**** PROVIDED RECORDS ****
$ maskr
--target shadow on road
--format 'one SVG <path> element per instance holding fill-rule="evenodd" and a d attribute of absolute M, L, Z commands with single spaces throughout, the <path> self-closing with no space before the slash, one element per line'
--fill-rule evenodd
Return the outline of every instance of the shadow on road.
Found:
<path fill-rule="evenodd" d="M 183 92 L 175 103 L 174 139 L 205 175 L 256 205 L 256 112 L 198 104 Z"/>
****
◆ SHORT EXERCISE: Copy every record exactly as presented.

◆ RESULT OF THE TASK:
$ maskr
--target shadow on road
--format 'one SVG <path> element per instance holding fill-rule="evenodd" and a d attribute of absolute M, L, Z commands with single spaces throughout, the <path> self-closing with no space before the slash, one element per line'
--fill-rule evenodd
Return the outline of every instance of the shadow on road.
Found:
<path fill-rule="evenodd" d="M 183 92 L 175 103 L 174 139 L 205 175 L 256 205 L 256 112 L 198 104 Z"/>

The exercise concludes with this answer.